* Input records:
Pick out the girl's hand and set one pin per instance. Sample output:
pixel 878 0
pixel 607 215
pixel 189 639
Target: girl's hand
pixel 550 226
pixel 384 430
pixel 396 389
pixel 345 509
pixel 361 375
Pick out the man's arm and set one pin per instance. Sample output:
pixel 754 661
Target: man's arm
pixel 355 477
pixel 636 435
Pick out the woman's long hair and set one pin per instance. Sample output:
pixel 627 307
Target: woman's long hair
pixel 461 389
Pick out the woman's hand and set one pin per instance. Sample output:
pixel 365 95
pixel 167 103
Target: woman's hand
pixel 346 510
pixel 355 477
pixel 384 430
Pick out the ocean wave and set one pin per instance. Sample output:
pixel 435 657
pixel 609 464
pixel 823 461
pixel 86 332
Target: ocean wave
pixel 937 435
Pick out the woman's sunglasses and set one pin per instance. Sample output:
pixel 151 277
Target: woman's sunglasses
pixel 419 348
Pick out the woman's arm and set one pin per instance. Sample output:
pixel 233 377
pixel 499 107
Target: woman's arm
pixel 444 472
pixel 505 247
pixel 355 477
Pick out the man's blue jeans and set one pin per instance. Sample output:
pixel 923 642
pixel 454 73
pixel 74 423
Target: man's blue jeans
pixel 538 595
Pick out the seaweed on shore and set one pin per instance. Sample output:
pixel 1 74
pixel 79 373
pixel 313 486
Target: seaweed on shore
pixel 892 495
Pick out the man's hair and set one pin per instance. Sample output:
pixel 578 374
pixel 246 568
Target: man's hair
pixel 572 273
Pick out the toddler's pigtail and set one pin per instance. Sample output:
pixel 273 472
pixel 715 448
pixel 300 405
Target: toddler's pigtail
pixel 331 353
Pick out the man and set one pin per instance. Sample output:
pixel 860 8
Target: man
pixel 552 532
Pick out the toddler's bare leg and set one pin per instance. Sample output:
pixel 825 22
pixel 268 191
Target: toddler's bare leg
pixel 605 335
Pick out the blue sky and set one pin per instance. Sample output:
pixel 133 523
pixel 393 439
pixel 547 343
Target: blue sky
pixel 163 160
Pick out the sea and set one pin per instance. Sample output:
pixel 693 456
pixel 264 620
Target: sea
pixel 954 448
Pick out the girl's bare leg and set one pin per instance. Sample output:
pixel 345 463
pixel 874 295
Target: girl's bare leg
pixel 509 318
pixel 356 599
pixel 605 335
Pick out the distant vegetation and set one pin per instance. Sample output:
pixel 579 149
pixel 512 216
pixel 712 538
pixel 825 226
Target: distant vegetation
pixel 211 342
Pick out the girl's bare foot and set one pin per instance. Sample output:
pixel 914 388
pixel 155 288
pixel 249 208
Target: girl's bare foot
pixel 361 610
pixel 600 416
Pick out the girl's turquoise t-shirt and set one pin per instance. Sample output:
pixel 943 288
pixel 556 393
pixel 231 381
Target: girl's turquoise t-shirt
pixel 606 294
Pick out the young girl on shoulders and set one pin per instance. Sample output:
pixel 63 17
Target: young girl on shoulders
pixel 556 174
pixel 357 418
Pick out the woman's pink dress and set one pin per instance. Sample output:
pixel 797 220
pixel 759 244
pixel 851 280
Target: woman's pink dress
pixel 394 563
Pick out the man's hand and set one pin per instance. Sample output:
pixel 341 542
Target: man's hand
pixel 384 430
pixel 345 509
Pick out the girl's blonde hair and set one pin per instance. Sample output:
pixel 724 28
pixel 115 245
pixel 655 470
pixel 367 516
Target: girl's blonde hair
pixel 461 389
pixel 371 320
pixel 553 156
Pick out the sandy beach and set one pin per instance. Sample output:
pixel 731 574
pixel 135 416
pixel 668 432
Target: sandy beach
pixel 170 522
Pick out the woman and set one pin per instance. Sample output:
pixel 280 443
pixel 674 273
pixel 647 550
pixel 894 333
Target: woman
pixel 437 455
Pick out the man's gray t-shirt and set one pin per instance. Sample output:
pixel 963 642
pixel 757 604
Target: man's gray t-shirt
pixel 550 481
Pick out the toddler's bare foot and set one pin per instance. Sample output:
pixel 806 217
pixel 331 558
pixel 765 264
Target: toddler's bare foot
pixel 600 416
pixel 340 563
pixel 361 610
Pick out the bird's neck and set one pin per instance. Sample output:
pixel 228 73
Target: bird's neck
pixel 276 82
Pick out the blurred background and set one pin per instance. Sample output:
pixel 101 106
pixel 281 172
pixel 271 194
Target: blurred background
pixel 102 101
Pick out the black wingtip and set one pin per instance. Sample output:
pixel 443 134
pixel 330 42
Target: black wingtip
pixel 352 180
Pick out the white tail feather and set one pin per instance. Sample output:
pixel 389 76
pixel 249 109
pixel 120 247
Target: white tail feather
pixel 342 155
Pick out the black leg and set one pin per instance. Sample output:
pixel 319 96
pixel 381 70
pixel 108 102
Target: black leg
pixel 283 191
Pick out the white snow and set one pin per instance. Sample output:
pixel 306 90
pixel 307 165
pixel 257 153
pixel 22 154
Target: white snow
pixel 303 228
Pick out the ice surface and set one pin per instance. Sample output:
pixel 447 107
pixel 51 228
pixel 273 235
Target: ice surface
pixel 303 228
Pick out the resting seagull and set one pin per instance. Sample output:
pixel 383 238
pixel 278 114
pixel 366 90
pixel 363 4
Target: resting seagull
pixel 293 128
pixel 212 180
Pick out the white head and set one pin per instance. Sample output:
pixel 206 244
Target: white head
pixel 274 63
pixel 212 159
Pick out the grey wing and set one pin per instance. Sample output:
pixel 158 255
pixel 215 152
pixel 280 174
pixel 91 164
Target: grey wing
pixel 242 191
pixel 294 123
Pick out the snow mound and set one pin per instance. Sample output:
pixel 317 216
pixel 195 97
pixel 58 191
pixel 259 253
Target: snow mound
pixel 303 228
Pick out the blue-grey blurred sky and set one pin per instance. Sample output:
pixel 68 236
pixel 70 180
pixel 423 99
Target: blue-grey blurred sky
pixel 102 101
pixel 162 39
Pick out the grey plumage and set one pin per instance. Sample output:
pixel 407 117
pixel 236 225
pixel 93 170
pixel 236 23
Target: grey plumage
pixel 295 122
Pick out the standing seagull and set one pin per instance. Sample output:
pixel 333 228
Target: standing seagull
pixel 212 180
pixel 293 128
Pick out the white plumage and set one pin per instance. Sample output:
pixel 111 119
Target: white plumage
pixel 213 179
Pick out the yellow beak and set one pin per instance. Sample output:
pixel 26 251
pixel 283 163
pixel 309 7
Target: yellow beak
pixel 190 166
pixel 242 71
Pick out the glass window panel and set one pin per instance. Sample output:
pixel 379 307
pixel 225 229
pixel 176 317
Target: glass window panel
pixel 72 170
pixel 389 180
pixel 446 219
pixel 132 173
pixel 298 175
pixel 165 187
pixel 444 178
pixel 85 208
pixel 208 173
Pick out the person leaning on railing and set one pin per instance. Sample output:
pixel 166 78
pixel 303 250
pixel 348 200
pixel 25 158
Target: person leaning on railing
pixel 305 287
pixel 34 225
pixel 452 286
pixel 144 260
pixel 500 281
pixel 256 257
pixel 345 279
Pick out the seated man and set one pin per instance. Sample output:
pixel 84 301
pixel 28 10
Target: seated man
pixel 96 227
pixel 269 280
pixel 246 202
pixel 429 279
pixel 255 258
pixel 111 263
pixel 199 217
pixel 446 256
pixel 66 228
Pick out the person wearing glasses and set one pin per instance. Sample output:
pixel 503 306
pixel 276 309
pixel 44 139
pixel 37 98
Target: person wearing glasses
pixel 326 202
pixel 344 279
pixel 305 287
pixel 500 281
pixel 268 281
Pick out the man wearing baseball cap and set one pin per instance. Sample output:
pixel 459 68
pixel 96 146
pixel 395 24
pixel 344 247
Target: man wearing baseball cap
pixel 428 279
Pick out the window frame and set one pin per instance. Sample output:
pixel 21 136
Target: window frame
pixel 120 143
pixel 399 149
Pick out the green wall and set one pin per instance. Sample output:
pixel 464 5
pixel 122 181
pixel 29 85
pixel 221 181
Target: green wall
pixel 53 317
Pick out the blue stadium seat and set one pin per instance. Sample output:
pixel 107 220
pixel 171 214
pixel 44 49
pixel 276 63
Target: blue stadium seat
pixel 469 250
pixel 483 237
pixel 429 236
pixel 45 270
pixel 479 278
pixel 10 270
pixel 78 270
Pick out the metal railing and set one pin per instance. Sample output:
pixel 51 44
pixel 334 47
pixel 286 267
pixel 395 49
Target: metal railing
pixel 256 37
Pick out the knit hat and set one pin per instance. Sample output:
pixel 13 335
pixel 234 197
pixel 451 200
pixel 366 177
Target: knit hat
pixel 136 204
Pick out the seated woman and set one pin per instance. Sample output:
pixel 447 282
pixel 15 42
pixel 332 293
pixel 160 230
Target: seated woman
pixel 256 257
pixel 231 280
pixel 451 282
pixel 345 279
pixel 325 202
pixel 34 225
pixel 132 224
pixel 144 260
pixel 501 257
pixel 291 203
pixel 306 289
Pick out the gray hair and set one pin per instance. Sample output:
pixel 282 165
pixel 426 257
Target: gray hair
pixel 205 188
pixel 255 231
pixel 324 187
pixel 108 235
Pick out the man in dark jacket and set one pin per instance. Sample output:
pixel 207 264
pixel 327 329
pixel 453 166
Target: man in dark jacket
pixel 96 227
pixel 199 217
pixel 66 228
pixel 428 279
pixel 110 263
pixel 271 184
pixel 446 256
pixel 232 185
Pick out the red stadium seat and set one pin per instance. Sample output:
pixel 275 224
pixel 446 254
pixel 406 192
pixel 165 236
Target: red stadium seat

* Problem description:
Output the lines of the records above exactly as they appear, from the line containing "Pick out the woman's long" through the line containing "Pick out the man's blue".

* Written answer:
Pick out the woman's long hair and set one pin per instance. Sample output:
pixel 627 307
Target: woman's long hair
pixel 461 389
Pick out the woman's hand and set one pin per instance. Sample output:
pixel 365 95
pixel 167 103
Target: woman's hand
pixel 346 510
pixel 355 477
pixel 384 430
Pick out the ocean wave and set one pin per instance. Sample output:
pixel 435 657
pixel 609 464
pixel 823 461
pixel 86 332
Target: ocean wave
pixel 937 435
Pick out the woman's sunglasses and set one pin per instance. Sample output:
pixel 151 277
Target: woman's sunglasses
pixel 419 348
Pick out the woman's arm and set one pin per instance. Sample output:
pixel 233 377
pixel 499 107
Target: woman's arm
pixel 444 472
pixel 505 247
pixel 355 477
Pick out the man's blue jeans and set one pin per instance. Sample output:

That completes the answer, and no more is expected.